# [Record list]
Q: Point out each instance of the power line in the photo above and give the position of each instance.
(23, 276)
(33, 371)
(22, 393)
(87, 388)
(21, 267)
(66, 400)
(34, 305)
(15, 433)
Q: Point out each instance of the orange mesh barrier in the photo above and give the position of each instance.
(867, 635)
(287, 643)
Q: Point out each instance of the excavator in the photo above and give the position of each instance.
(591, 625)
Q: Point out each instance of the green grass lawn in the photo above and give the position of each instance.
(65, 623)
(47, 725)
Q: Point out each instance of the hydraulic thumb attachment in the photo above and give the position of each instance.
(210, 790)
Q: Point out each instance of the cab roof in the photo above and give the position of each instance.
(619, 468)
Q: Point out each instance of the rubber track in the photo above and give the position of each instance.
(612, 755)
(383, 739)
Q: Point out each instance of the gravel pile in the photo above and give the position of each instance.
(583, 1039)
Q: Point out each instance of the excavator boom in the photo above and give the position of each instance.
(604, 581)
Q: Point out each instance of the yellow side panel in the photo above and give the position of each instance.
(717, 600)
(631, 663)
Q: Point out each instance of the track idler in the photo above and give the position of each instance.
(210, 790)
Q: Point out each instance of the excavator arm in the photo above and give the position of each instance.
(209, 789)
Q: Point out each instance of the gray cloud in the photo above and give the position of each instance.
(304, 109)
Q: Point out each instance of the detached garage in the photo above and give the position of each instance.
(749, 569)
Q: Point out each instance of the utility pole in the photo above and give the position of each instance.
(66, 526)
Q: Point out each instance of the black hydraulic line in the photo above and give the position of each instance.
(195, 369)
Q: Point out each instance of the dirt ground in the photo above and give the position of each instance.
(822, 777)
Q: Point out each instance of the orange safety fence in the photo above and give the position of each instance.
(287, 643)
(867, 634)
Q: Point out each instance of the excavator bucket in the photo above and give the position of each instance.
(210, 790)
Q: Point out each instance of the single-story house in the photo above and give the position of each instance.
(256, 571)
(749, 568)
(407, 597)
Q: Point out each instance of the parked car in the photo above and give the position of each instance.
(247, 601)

# [Instructions to follow]
Copy out each line exactly.

# [Completed task]
Q: Point out each instance of the power line in the photo above and give the position of each instance.
(23, 276)
(33, 371)
(22, 393)
(87, 388)
(21, 267)
(66, 400)
(34, 305)
(15, 433)
Q: Point out each instance of the orange mesh barrier in the photo above and give the position of each instance.
(867, 635)
(287, 643)
Q: Point out each instance of the excavator in the photo above and give the position of each instance.
(591, 625)
Q: Point out each instance of the green grass lawn in the photo above and give the position of each instance.
(65, 623)
(47, 725)
Q: Point out each instance of the hydraulic thumb attachment in the photo above and give the position of each instance.
(210, 790)
Q: Point out each instance of the cab roof in the photo above and give the position of each instance.
(619, 468)
Q: Point out each instance of the rubber track in the photo above and give the position of each instance.
(612, 755)
(383, 739)
Q: Point out each instance of the gravel pile in the photo above and give the position of each instance.
(583, 1039)
Q: Point out each instance of the excavator boom in the photo above and give the position of each instance.
(604, 581)
Q: Point out each instance of the yellow side panel in the photo above and give the position of each instance.
(717, 600)
(631, 663)
Q: Point out each instance of the track idler in the photo above and give the position of each instance.
(210, 790)
Q: Point out each instance of the excavator arm in the photo above and give the position of each instance.
(209, 789)
Q: Point out each instance of the gray cloud in the photo above and give the position of each instance.
(304, 109)
Q: Point out each instance of the detached garage in the photo above and give the position of each instance.
(749, 569)
Q: Point out each instance of the utility pole in the photo above and give the position of each instance.
(66, 526)
Q: Point out each instance of the black hydraulic line in the photo above and give the position of each instance.
(195, 369)
Q: Point out each instance of the dirt ground in the photo above and give the position of each instance.
(822, 777)
Q: Point out each instance of the orange safety fence in the photo above and give the position of each instance.
(287, 643)
(867, 634)
Q: Point out each instance of the excavator bucket in the photo above and give the position of each instance.
(210, 790)
Q: Point out each instance of the single-story house in the photo above and give the position of each instance.
(256, 571)
(749, 568)
(407, 597)
Q: Point out each instance of the parked car in the photo above and give the position of each instance.
(247, 601)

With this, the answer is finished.